▶ The request
Could you copy the lines of the entries below verbatim, starting with the line that contains "identify each background" and going on through the line that contains "[9,3,590,381]", with both of those lines included?

▶ Available data
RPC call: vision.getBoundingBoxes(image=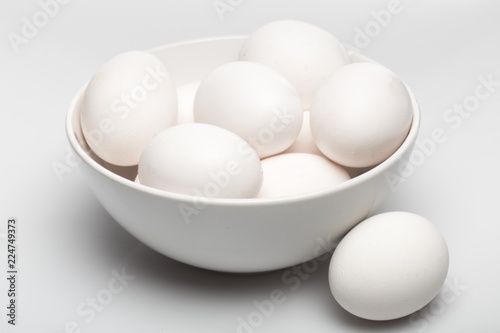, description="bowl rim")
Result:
[66,35,420,207]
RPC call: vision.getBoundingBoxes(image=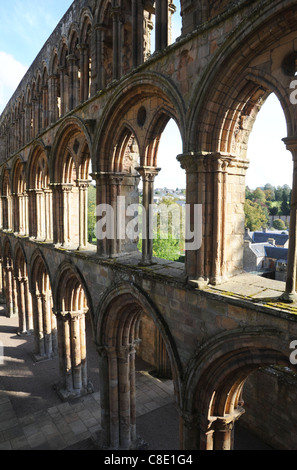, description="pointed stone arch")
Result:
[182,326,292,450]
[30,249,58,362]
[96,283,182,450]
[54,262,93,399]
[14,243,34,335]
[50,118,91,249]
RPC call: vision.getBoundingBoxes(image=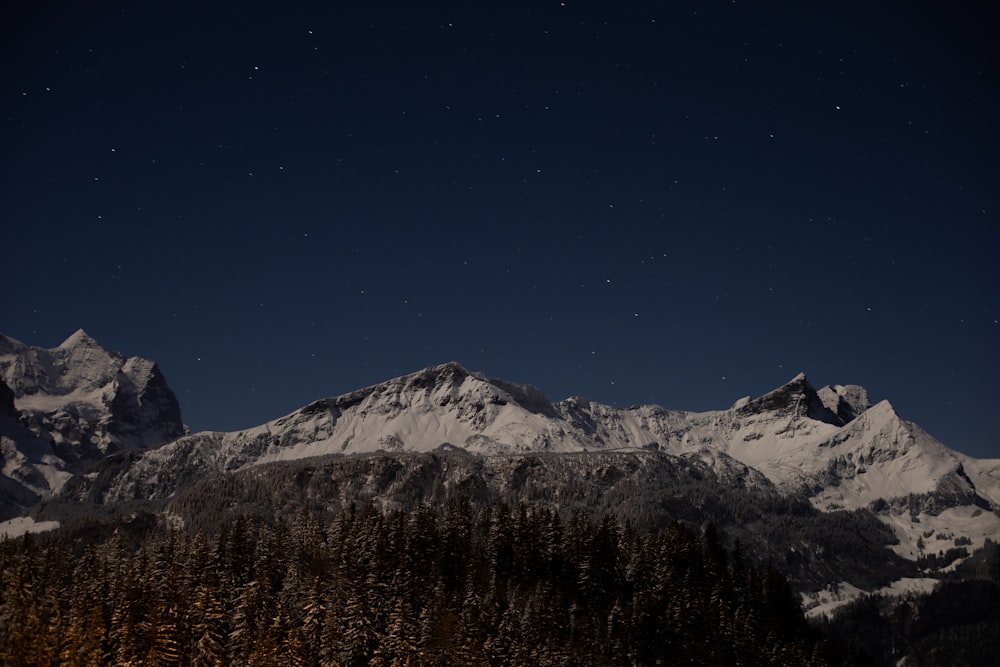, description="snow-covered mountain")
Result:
[0,332,1000,558]
[0,330,185,518]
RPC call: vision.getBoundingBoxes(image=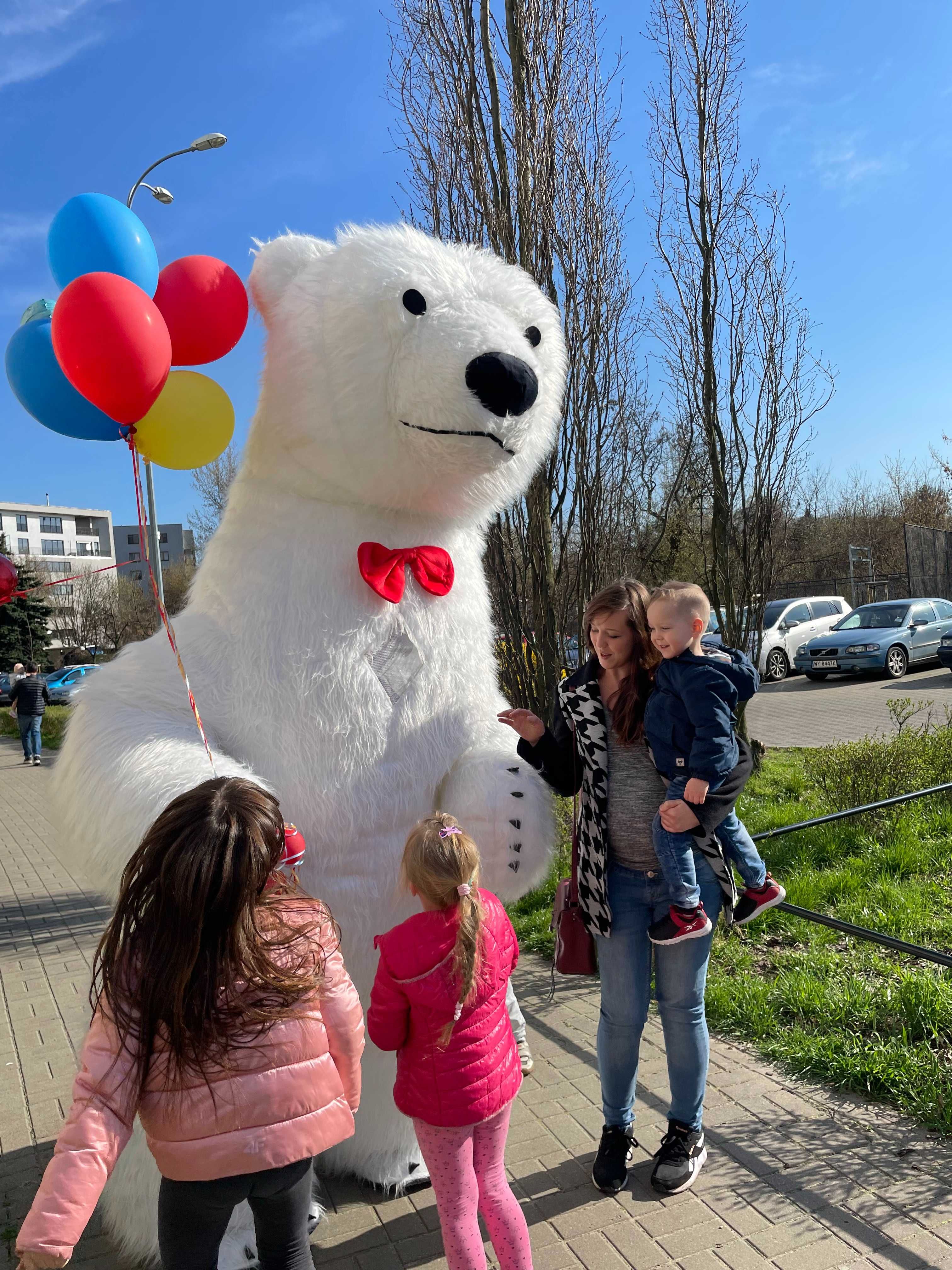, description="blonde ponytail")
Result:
[400,811,485,1046]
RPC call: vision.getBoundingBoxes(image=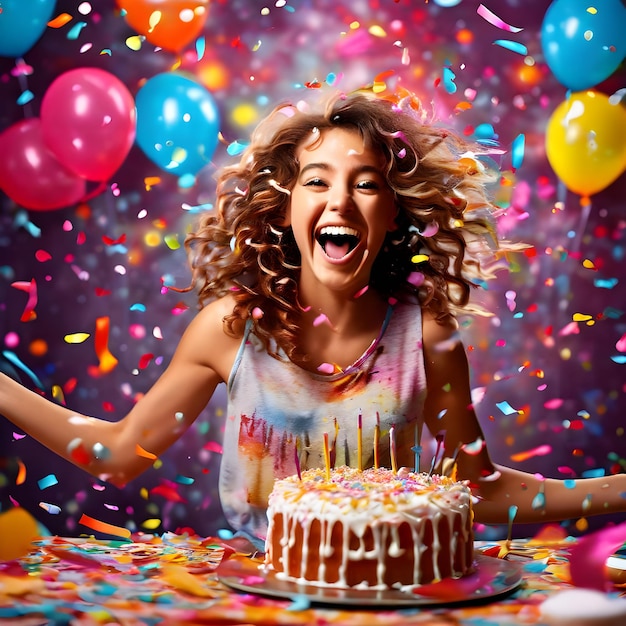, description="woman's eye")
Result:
[356,180,378,189]
[304,178,326,187]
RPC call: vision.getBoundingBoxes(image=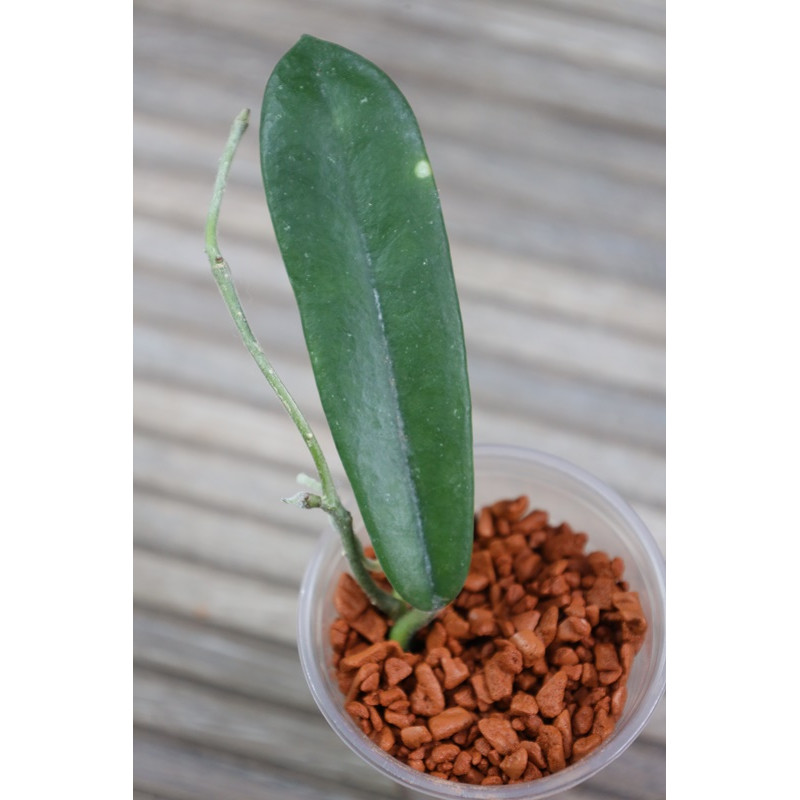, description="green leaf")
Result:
[260,36,473,610]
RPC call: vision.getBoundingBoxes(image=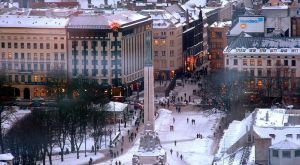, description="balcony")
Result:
[18,69,33,74]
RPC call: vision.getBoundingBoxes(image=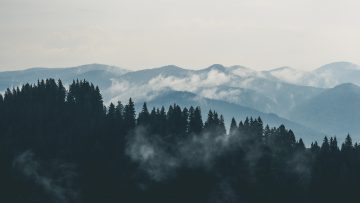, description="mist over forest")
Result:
[0,79,360,203]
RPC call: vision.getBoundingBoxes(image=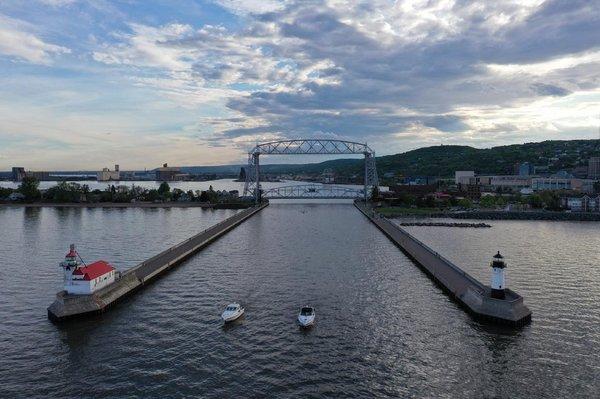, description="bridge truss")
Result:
[262,184,364,199]
[244,139,379,202]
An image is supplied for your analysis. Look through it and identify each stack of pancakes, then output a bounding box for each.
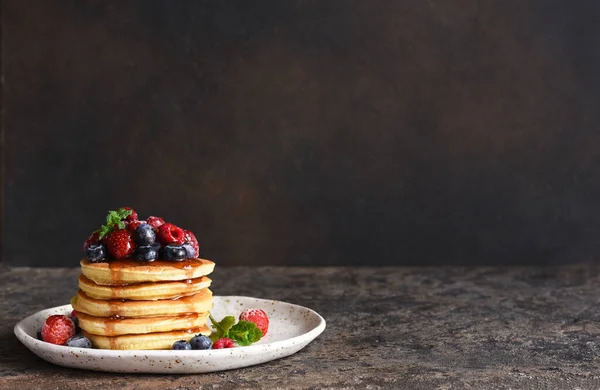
[71,259,215,349]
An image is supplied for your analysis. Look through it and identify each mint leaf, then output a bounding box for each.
[96,208,133,239]
[116,208,133,220]
[208,314,235,343]
[229,321,262,346]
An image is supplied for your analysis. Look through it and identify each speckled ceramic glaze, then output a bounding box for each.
[14,296,325,374]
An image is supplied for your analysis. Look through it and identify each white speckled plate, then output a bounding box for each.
[14,296,325,374]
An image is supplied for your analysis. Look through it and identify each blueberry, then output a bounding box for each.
[173,340,192,351]
[182,244,196,259]
[133,245,158,261]
[162,245,187,261]
[190,334,212,349]
[85,244,106,263]
[133,223,156,245]
[67,336,92,348]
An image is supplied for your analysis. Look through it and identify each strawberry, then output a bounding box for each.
[125,221,146,232]
[183,230,200,257]
[121,207,138,222]
[158,223,185,245]
[83,232,100,252]
[240,309,269,336]
[42,314,75,345]
[148,216,165,231]
[103,229,135,259]
[213,337,235,349]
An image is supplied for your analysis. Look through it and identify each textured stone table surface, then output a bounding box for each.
[0,264,600,389]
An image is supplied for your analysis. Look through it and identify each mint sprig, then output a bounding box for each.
[94,208,133,240]
[208,314,262,346]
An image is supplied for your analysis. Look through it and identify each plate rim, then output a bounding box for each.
[13,295,327,357]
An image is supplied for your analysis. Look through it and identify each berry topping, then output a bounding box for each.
[190,334,212,349]
[133,223,156,245]
[148,216,165,229]
[106,229,135,259]
[173,340,192,351]
[158,223,185,245]
[125,221,147,232]
[119,207,138,222]
[67,336,92,348]
[83,232,100,252]
[42,314,75,345]
[85,244,106,263]
[240,309,269,336]
[184,230,200,257]
[133,245,159,261]
[182,244,196,259]
[212,337,235,349]
[161,245,188,261]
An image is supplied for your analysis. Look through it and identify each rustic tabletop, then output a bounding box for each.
[0,264,600,389]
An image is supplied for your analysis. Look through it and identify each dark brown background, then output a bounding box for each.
[2,0,600,265]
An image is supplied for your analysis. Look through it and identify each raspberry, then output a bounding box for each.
[125,221,146,232]
[240,309,269,336]
[213,337,235,349]
[183,230,200,257]
[148,216,165,230]
[121,207,138,222]
[158,223,185,245]
[83,232,100,252]
[106,229,135,259]
[42,314,75,345]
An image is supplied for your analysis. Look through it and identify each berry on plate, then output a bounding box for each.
[158,223,185,245]
[212,337,235,349]
[190,334,212,349]
[42,314,75,345]
[173,340,192,351]
[240,309,269,336]
[106,229,135,259]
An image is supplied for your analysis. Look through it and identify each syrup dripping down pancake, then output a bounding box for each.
[79,259,215,286]
[77,312,208,336]
[79,275,211,300]
[83,325,210,349]
[71,288,212,317]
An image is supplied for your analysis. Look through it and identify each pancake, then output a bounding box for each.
[82,325,210,349]
[79,275,211,300]
[77,312,208,336]
[79,259,215,286]
[71,288,212,317]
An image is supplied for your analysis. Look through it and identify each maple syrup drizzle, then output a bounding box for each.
[84,259,209,349]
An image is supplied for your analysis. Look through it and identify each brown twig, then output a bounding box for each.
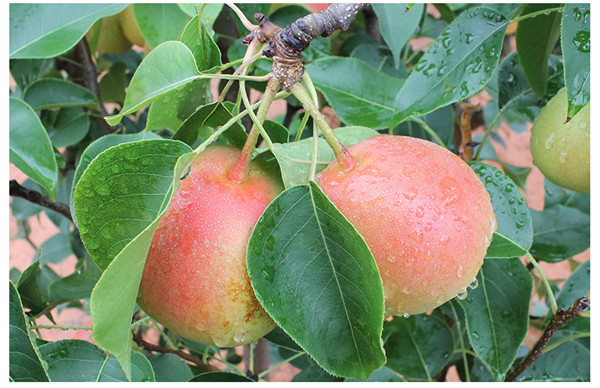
[505,297,590,381]
[75,37,117,134]
[133,331,219,372]
[460,103,479,162]
[9,179,73,222]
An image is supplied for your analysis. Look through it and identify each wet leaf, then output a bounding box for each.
[73,140,191,270]
[9,282,49,382]
[469,162,533,258]
[9,3,127,59]
[9,97,58,199]
[517,341,591,382]
[372,3,425,68]
[23,78,98,110]
[516,4,560,98]
[393,7,508,123]
[40,340,154,382]
[458,259,532,381]
[561,3,591,117]
[133,3,189,48]
[306,57,404,129]
[247,181,385,379]
[530,205,590,263]
[384,314,454,381]
[106,41,209,125]
[82,140,195,377]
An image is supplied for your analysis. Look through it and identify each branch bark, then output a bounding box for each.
[9,179,73,222]
[505,297,590,381]
[242,3,369,92]
[133,331,219,372]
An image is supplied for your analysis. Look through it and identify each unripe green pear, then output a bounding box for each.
[119,5,146,47]
[531,88,590,193]
[317,135,496,315]
[86,14,131,54]
[138,146,283,347]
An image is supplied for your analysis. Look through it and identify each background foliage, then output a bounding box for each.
[9,3,590,381]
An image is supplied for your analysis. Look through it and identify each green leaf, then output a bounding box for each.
[39,233,73,264]
[469,162,533,259]
[73,140,191,270]
[9,282,48,382]
[9,3,127,59]
[106,41,200,125]
[384,314,454,381]
[498,51,564,122]
[85,140,195,377]
[556,260,590,309]
[177,3,224,27]
[394,7,508,123]
[273,127,378,188]
[530,205,590,263]
[515,4,560,98]
[10,179,44,220]
[350,43,408,78]
[9,97,58,199]
[172,101,248,148]
[150,353,193,383]
[190,372,254,383]
[459,259,532,381]
[133,3,189,49]
[98,62,128,105]
[306,57,404,129]
[146,79,212,134]
[48,255,102,301]
[17,260,60,315]
[247,181,385,379]
[23,78,98,110]
[561,3,590,117]
[517,341,591,382]
[40,340,154,382]
[372,3,425,68]
[42,107,90,147]
[69,132,160,221]
[265,327,302,352]
[181,16,223,71]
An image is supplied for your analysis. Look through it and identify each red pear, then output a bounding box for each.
[138,146,283,347]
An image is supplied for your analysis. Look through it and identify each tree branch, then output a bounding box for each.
[242,3,369,92]
[133,331,219,372]
[505,297,590,381]
[9,179,73,222]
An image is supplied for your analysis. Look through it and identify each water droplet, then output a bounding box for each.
[558,151,567,163]
[233,330,246,344]
[469,278,479,290]
[456,288,468,300]
[544,132,554,150]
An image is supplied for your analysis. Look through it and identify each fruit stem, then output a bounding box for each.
[525,252,558,314]
[227,78,280,183]
[290,82,357,171]
[225,3,258,31]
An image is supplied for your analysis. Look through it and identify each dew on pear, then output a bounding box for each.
[456,288,468,300]
[469,278,479,290]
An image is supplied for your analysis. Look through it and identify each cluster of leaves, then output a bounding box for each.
[10,4,590,381]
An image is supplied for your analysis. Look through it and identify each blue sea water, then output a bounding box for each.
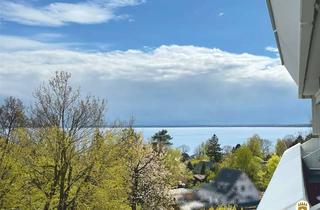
[136,127,311,154]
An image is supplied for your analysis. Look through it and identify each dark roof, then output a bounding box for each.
[208,168,243,194]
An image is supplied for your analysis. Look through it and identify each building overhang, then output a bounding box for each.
[267,0,320,98]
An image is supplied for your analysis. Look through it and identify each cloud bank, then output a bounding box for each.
[0,36,309,125]
[0,0,144,27]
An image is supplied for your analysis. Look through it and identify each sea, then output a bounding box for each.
[135,127,311,154]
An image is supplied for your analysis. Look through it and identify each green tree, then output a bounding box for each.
[27,72,105,210]
[0,97,26,209]
[247,134,263,158]
[206,134,222,163]
[124,128,172,210]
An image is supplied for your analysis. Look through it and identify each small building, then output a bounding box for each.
[194,169,259,205]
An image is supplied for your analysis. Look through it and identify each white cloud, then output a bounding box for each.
[265,46,279,53]
[0,0,144,26]
[0,36,292,85]
[0,35,64,51]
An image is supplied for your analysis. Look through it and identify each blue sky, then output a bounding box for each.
[0,0,311,125]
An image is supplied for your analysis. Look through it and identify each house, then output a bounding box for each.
[258,0,320,210]
[194,169,259,205]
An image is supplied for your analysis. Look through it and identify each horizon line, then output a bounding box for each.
[102,123,312,128]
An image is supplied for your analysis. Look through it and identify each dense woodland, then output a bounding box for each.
[0,72,305,210]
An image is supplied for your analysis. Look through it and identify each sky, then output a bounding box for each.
[0,0,311,125]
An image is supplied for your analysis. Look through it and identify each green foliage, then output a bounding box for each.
[275,139,287,157]
[259,154,280,189]
[206,134,222,163]
[247,134,263,158]
[164,149,192,187]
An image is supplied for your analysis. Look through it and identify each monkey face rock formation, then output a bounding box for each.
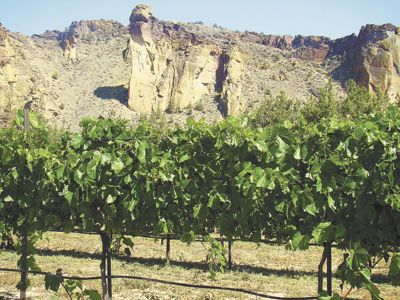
[124,5,244,114]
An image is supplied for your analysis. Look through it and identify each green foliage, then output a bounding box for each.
[204,236,226,279]
[44,269,101,300]
[0,104,400,299]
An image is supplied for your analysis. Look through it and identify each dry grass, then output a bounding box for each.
[0,233,400,299]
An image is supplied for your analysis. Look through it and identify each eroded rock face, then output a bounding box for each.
[353,24,400,101]
[0,23,17,124]
[124,5,239,113]
[221,48,246,115]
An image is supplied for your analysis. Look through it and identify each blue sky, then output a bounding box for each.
[0,0,400,38]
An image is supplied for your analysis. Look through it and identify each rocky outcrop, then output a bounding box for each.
[351,24,400,101]
[60,34,78,62]
[220,48,246,115]
[124,5,240,113]
[0,23,17,124]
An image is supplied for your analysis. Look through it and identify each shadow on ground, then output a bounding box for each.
[37,249,390,283]
[93,85,128,105]
[37,249,324,277]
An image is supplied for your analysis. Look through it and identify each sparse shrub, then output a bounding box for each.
[251,81,389,128]
[187,102,193,115]
[272,53,282,62]
[194,100,204,112]
[165,98,178,114]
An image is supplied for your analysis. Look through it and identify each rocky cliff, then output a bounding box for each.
[0,5,400,130]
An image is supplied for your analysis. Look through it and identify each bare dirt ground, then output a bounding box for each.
[0,233,400,299]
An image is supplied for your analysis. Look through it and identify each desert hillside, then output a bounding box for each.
[0,5,400,130]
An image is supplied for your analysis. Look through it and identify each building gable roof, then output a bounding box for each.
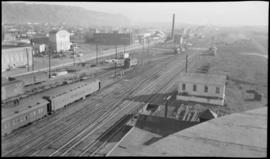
[180,73,226,85]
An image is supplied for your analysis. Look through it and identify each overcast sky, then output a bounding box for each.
[10,1,269,26]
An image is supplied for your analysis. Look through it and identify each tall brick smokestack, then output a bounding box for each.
[171,13,175,39]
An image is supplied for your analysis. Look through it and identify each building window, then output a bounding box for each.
[216,87,220,94]
[204,86,208,92]
[182,84,186,91]
[193,84,197,91]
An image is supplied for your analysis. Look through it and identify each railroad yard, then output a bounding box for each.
[1,1,268,157]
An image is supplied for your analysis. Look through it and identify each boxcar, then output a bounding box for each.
[44,80,100,113]
[1,80,24,101]
[12,72,48,86]
[1,98,49,136]
[124,58,137,68]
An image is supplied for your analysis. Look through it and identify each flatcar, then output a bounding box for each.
[43,80,100,114]
[1,98,49,136]
[1,80,24,101]
[11,72,49,86]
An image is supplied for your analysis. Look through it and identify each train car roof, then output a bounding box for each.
[12,71,48,78]
[1,98,48,121]
[40,79,99,97]
[1,78,23,86]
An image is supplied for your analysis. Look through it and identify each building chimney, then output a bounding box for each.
[171,13,175,39]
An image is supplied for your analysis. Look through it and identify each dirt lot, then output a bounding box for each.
[190,26,268,113]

▶ Result below
An image is supplied for your analysis. Look through it and identify each background foliage, then output a bounding box for each.
[9,3,590,381]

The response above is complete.